### Task goal
Copy the listing below word for word, from the line with "Mark one point per instance of the walking" to the line with "x=308, y=50", both of those lines included.

══ Data in this exercise

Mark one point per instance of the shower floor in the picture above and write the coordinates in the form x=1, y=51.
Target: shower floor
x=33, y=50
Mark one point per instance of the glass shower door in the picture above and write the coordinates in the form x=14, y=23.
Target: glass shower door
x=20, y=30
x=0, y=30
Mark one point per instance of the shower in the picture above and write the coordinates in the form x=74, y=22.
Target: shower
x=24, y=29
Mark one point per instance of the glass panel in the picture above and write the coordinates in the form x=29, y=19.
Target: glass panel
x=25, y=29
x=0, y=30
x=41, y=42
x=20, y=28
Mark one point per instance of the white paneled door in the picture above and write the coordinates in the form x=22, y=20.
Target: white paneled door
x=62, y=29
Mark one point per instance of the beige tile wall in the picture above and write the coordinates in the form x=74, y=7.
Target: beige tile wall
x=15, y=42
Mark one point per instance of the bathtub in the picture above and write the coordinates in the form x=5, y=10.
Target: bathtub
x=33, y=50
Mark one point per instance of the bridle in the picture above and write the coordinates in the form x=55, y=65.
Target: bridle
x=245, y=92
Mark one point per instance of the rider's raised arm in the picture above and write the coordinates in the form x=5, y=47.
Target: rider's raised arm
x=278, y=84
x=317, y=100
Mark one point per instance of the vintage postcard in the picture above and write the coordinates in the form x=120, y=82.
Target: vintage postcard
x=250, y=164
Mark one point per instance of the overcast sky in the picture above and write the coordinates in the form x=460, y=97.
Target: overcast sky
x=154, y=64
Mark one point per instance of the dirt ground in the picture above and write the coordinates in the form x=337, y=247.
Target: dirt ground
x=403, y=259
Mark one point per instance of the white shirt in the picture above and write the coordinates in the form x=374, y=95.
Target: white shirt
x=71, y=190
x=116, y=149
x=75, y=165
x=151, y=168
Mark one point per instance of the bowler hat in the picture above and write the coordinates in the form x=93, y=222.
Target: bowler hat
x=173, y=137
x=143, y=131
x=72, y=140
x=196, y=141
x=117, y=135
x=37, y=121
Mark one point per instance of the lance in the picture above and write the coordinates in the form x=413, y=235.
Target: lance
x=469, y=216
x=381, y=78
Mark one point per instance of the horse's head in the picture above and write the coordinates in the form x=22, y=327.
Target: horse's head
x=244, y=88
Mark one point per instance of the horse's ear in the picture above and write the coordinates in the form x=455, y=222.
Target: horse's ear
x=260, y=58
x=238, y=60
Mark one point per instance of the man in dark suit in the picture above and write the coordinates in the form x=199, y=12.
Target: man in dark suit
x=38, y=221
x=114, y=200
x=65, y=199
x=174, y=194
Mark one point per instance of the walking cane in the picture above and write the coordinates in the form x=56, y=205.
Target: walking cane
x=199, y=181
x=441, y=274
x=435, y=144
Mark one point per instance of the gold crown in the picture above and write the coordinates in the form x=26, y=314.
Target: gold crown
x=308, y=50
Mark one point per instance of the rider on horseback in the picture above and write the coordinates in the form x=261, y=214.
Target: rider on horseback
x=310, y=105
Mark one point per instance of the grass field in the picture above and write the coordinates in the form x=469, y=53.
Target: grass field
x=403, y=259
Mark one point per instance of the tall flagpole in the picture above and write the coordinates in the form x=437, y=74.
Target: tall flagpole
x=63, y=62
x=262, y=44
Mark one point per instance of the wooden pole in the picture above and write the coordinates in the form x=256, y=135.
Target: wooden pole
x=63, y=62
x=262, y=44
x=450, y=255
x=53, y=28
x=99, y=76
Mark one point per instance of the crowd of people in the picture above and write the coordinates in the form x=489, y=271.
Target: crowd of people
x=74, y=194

════

### Response to this task
Mark one point per instance of the walking cane in the picture above and write the coordinates in the form x=56, y=205.
Target: walking cane
x=199, y=181
x=441, y=274
x=435, y=144
Mark one point per instance of the gold crown in the picture above and write the coordinates in the form x=26, y=314.
Target: gold crown
x=308, y=50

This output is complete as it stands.